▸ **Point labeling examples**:
◇ ◇ ◇

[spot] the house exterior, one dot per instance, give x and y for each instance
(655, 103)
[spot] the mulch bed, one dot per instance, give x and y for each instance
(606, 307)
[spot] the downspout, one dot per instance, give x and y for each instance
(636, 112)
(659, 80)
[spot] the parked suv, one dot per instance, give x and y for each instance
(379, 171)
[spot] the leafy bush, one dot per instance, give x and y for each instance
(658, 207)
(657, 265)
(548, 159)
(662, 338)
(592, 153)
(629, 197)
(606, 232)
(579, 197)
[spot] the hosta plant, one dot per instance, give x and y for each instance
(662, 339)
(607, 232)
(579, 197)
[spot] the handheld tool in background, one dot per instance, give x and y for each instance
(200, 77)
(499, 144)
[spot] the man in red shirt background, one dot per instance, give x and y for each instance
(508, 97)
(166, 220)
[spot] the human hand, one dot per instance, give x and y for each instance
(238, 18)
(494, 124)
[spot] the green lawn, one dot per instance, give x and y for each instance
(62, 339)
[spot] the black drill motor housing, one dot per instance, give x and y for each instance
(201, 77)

◇ ◇ ◇

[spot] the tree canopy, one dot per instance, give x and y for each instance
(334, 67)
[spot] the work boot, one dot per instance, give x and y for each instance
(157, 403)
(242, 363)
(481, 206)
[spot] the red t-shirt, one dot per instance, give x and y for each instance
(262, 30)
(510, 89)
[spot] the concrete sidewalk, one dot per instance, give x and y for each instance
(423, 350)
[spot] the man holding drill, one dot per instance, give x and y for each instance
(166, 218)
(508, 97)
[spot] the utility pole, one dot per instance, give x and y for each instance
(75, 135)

◇ ◇ ◇

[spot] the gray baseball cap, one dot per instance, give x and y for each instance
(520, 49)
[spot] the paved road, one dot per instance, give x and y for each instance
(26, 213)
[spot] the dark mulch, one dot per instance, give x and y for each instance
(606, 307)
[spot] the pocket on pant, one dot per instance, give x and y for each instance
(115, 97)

◇ ◇ ◇

Identify every line in the entries above that contains the string "mulch". Letter case is significant.

▸ **Result**:
[spot] the mulch bed, one dot per instance, give x and y for each instance
[spot] the dark mulch, one dot per instance, give x and y for each instance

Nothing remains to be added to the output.